* [What you are asked to do]
Give back only the lines from the one with "Where can the dirt" through the last line of the data, exactly as they appear.
— Begin Raw records —
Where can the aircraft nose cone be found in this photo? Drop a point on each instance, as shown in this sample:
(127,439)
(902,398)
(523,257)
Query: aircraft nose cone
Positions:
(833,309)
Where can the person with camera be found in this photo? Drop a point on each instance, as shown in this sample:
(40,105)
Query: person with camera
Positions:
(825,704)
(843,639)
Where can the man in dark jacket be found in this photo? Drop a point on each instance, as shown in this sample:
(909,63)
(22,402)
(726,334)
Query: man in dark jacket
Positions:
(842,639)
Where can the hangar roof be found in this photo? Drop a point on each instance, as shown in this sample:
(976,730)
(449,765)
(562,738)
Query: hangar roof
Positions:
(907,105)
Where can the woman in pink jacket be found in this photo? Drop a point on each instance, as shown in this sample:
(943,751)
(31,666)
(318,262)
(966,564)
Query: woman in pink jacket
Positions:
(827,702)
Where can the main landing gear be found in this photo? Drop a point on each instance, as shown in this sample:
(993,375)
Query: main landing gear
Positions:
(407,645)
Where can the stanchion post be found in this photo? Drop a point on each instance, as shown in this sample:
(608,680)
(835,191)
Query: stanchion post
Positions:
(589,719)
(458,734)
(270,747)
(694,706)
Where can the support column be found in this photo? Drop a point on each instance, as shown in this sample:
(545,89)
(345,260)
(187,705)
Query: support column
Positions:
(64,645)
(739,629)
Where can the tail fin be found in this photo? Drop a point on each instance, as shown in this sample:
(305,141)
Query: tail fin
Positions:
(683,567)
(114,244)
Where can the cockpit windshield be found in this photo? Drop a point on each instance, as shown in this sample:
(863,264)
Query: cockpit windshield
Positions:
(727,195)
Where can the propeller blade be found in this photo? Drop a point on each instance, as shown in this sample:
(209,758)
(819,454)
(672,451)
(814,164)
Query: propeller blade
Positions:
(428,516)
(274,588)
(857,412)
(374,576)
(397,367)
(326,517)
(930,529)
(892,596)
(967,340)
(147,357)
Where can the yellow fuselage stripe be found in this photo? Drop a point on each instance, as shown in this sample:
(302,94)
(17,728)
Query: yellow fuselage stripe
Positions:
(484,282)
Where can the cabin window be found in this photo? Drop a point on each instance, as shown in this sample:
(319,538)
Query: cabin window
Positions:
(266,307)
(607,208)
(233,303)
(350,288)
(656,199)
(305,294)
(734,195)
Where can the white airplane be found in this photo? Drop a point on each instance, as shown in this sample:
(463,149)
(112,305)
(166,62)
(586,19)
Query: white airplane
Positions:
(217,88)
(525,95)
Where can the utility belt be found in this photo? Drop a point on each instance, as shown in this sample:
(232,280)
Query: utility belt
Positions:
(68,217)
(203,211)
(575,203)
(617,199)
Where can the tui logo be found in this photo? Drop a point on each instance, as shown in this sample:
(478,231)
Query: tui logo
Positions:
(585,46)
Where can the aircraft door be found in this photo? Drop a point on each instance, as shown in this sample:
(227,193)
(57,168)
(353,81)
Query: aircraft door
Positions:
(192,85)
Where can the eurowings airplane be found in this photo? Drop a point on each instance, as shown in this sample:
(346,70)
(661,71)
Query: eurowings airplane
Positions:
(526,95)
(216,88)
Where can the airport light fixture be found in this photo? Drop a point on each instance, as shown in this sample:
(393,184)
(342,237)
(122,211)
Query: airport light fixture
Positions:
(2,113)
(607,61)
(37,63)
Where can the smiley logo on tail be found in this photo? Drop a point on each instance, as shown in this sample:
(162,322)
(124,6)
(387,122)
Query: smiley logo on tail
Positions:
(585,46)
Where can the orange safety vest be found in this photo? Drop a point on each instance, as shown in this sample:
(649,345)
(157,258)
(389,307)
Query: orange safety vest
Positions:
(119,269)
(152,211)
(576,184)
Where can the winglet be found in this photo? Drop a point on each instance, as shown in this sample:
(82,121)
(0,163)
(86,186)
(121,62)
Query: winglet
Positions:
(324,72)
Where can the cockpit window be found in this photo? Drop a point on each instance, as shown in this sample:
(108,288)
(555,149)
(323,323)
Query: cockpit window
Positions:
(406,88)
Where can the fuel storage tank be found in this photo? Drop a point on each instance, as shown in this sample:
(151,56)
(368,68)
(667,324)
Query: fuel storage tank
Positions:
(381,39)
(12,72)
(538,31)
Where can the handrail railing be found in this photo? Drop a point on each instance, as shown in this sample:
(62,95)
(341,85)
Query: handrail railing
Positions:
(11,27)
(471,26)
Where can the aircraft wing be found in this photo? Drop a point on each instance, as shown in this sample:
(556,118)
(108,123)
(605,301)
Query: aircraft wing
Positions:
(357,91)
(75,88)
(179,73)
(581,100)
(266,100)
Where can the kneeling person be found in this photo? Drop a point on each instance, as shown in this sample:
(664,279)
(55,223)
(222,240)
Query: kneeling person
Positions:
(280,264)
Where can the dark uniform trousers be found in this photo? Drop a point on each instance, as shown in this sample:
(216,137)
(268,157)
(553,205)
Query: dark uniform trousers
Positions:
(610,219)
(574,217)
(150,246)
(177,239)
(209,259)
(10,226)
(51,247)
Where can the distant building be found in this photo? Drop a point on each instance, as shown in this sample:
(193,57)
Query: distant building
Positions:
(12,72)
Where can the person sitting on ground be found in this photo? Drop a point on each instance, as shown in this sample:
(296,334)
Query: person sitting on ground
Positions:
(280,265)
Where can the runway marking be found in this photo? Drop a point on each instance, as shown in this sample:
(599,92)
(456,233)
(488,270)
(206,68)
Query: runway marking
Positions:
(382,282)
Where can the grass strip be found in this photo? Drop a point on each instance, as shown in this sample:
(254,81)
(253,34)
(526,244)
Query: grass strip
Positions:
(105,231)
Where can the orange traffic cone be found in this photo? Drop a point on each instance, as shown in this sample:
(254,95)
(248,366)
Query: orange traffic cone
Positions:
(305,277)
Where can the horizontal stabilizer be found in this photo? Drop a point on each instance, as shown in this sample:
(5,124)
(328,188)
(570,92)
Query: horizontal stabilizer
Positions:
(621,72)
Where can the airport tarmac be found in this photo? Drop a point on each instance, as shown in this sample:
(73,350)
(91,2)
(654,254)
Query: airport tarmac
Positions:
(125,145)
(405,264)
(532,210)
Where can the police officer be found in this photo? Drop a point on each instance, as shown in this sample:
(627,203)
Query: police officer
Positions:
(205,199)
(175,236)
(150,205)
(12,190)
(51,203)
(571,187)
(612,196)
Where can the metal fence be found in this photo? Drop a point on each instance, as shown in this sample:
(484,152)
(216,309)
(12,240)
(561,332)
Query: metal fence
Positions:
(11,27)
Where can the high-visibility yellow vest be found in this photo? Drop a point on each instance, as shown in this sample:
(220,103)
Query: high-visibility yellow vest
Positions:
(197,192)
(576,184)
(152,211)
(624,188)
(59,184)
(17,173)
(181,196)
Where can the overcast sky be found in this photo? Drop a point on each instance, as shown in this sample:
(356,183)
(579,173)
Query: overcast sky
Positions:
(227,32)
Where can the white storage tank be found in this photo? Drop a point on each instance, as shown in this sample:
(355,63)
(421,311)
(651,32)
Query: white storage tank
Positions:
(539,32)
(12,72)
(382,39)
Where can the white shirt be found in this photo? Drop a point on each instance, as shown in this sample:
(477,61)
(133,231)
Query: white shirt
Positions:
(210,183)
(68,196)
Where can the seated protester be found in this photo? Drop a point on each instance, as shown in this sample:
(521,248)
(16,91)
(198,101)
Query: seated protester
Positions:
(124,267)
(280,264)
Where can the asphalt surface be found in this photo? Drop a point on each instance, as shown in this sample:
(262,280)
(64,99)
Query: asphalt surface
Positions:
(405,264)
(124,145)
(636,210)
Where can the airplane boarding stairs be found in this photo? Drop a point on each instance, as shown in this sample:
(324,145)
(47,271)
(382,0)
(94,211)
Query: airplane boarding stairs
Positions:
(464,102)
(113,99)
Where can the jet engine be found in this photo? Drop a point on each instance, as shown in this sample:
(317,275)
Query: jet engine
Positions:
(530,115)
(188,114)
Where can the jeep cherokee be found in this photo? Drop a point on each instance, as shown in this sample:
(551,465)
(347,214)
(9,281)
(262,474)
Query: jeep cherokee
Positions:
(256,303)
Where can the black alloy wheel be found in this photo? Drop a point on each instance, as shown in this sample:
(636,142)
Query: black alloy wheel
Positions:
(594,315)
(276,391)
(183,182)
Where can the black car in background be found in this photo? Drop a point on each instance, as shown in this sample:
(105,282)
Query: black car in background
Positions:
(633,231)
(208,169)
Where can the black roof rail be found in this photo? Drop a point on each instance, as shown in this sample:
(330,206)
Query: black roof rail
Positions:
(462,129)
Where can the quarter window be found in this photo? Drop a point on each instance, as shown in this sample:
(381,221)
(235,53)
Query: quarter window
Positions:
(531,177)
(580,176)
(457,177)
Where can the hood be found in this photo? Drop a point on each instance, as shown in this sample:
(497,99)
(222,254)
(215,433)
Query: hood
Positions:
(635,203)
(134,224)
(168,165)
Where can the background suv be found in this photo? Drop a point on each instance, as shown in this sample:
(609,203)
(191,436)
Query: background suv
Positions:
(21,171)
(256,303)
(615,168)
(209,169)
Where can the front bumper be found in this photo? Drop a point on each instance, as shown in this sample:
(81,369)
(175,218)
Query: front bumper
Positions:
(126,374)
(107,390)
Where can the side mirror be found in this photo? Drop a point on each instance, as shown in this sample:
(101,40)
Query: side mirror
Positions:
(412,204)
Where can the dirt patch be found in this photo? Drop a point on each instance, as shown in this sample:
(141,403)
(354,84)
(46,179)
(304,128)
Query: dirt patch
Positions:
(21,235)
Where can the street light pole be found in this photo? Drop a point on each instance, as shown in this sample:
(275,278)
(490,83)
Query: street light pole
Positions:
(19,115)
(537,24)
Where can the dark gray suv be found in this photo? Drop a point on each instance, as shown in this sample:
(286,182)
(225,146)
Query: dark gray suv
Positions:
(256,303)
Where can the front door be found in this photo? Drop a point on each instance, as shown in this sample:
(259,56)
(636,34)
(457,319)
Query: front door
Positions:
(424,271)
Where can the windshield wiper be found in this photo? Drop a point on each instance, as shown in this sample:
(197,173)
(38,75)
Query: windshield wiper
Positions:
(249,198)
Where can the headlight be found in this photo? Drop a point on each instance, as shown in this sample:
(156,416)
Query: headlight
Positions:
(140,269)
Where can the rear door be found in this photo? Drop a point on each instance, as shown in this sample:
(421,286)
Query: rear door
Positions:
— End Raw records —
* [Output for this task]
Where can the dirt patch be found in this photo? Drop a point on each instance, as shown in this sample:
(141,403)
(354,84)
(46,179)
(304,128)
Query: dirt patch
Positions:
(21,235)
Where can the street light pole be found in this photo? Drop a point on each instance, as shown in this sample:
(275,278)
(490,83)
Query: street light pole
Positions:
(19,115)
(537,24)
Where can the dark gray suv be found in this photo? Drop a point on each instance, as shown in this sample:
(286,182)
(225,146)
Query: dark gray suv
Positions:
(256,303)
Where can the front door be found in this photo? Drop a point on each instance, as shown in this sample:
(259,56)
(636,34)
(457,319)
Query: front door
Positions:
(424,271)
Where can the windshield wiper be found in this photo? Drop a point on each instance, as shown in this sample:
(197,173)
(38,75)
Query: windshield wiper
Positions:
(249,198)
Where can the headlight be found in this photo? Drop a point on each instance, as shown in this sample:
(156,416)
Query: headlight
Positions:
(140,269)
Where can the rear door be found in this photo? Drop a point on each instance, as shown in this sample:
(421,286)
Query: rear door
Positions:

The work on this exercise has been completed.